— Start Given entries —

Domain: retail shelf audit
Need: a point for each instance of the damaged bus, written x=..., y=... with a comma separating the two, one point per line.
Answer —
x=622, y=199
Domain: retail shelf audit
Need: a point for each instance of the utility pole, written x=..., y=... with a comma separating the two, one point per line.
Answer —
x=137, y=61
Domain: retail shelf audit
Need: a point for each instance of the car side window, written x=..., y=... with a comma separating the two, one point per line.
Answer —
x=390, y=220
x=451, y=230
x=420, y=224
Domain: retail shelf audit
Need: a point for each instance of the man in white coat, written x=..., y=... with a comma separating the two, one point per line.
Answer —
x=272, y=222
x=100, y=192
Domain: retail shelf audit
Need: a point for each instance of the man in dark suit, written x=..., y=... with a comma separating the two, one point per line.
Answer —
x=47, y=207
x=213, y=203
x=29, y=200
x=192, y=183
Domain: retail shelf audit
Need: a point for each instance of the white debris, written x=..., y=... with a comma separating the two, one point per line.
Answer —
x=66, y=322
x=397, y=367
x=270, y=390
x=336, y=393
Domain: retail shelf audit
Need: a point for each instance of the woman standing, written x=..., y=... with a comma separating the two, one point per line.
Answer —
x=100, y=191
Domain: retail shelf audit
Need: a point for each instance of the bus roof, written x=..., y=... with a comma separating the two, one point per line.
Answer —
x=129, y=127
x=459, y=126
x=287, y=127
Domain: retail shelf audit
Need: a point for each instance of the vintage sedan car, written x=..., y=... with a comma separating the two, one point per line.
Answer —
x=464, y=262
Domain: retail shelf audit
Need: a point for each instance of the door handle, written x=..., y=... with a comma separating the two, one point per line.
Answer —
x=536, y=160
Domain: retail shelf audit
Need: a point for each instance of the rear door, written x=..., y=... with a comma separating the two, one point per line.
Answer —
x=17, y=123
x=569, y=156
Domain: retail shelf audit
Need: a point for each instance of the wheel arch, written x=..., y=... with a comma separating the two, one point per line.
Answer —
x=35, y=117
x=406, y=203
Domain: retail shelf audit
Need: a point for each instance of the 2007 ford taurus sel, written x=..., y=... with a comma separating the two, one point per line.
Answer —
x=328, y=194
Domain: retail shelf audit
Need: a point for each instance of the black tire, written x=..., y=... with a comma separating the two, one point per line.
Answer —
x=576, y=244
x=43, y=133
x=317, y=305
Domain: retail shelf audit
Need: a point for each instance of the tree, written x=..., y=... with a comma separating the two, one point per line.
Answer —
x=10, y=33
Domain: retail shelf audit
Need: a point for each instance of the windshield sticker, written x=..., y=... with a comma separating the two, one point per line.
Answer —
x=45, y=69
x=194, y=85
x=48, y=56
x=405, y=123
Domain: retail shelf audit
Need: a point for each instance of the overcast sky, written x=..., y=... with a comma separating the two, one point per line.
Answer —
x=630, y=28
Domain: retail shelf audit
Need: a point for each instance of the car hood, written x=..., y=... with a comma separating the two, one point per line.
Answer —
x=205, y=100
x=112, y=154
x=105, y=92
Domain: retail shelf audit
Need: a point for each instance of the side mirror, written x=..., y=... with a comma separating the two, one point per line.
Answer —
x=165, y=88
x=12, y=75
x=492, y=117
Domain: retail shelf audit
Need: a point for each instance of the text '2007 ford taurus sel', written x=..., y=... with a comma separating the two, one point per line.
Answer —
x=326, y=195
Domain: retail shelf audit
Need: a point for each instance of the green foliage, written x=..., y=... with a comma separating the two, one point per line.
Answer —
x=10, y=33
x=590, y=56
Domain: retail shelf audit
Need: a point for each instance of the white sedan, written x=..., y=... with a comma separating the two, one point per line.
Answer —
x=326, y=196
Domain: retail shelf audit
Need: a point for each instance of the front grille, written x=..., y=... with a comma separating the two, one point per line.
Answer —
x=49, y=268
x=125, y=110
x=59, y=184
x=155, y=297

— End Given entries —

### [Required work]
Extract each record, keeping it identical to the original.

### [Output of the task]
Domain: retail shelf audit
Need: a point for each instance of the damaged bus, written x=..., y=... with a comma separating the two, one point per line.
Answer —
x=622, y=199
Domain: retail shelf audit
Need: a point for each instance of the utility pole, written x=..., y=... with a comma separating the two, one point per line.
Answer —
x=137, y=61
Domain: retail shelf audit
Need: a point for each instance of the car side window, written x=..., y=... with a comma separating the two, one point per line.
Answer —
x=390, y=220
x=451, y=230
x=420, y=224
Domain: retail shelf audit
Need: a point for each instance of the man in white coat, written x=..., y=... with a comma separating the two, one point per line.
Answer —
x=272, y=222
x=100, y=192
Domain: retail shelf audit
Need: a point for each instance of the man in dark suit, written x=..., y=... with a comma separating the two, one point per line.
Answer —
x=47, y=207
x=213, y=203
x=29, y=200
x=192, y=183
Domain: retail shelf audit
Need: a point for each instance of the white debris, written x=..., y=... with a comma separating the two, one point per line.
Answer —
x=66, y=322
x=397, y=367
x=270, y=390
x=336, y=393
Domain: retail shelf audit
Need: a point for each instance of the woman standing, written x=..., y=... with a comma separating the two, one point per line.
Answer —
x=100, y=191
Domain: retail shelf audit
Need: a point for each instance of the bus roof, written x=..., y=... with a comma separating the two, one point per line.
Answer —
x=129, y=127
x=459, y=126
x=287, y=127
Domain: retail shelf audit
Need: a point for each instance of the vintage sedan car, written x=..., y=... with a comma separating the two, one point per line.
Answer —
x=464, y=262
Domain: retail shelf audit
Need: a point for each instance of the door handle, written x=..., y=... with a comma separating the two, one point per line.
Answer —
x=536, y=160
Domain: retail shelf audit
Need: a point for each instance of the rear door, written x=..., y=... with a comma separating the two, one point per line.
Answer —
x=17, y=123
x=569, y=156
Domain: retail shelf audit
Need: a point for each instance of the wheel arch, written x=..., y=... with a comma separating the two, one point per line.
Answer —
x=35, y=117
x=406, y=203
Domain: retail shelf audit
Need: a point for each instance of the 2007 ford taurus sel, written x=..., y=... with a comma separating the two, one point per line.
Answer —
x=328, y=194
Domain: retail shelf audit
Need: a point for each instance of the black tire, written x=..., y=... with a comma separating the two, one point per line.
Answer —
x=576, y=244
x=43, y=133
x=317, y=305
Domain: retail shelf audit
Need: a point for each instance of the tree, written x=..., y=... with a comma separating the two, one point per line.
Answer —
x=10, y=33
Domain: retail shelf audit
Need: a point for each instance of the windshield sticker, written x=..., y=... with a comma separating the two, one point per line.
Answer —
x=45, y=69
x=194, y=85
x=48, y=56
x=405, y=123
Domain: retail shelf audit
Need: a point for each instance of the overcast sky, written x=..., y=... with a comma separating the two, one point per line.
Answer —
x=630, y=28
Domain: retail shelf audit
Need: a point for each instance of the car hood, written x=..., y=... with a comma separating the two, one point per line.
Answer —
x=205, y=100
x=112, y=154
x=105, y=92
Domain: retail shelf audit
Need: a point for each instance of the side mirror, written x=..., y=... with a comma separating the two, one point per line.
Answer —
x=165, y=88
x=12, y=75
x=492, y=117
Domain: retail shelf audit
Need: a point for each instance of the text '2007 ford taurus sel', written x=..., y=... with a comma separating the two, one point per line.
Answer —
x=326, y=195
Domain: retail shelf audit
Need: a point for each instance of the green foliage, written x=..., y=... with a comma separating the two, one point per line.
Answer —
x=10, y=33
x=590, y=56
Domain: retail shelf audit
Need: a point for each instance of the white sedan, written x=..., y=... with a comma separating the two, one point per line.
Answer —
x=326, y=196
Domain: retail shelf audit
Need: a point for each instance of the front grille, written x=..., y=... with a comma separating the two, one point per line.
Answer —
x=49, y=268
x=125, y=110
x=59, y=184
x=155, y=297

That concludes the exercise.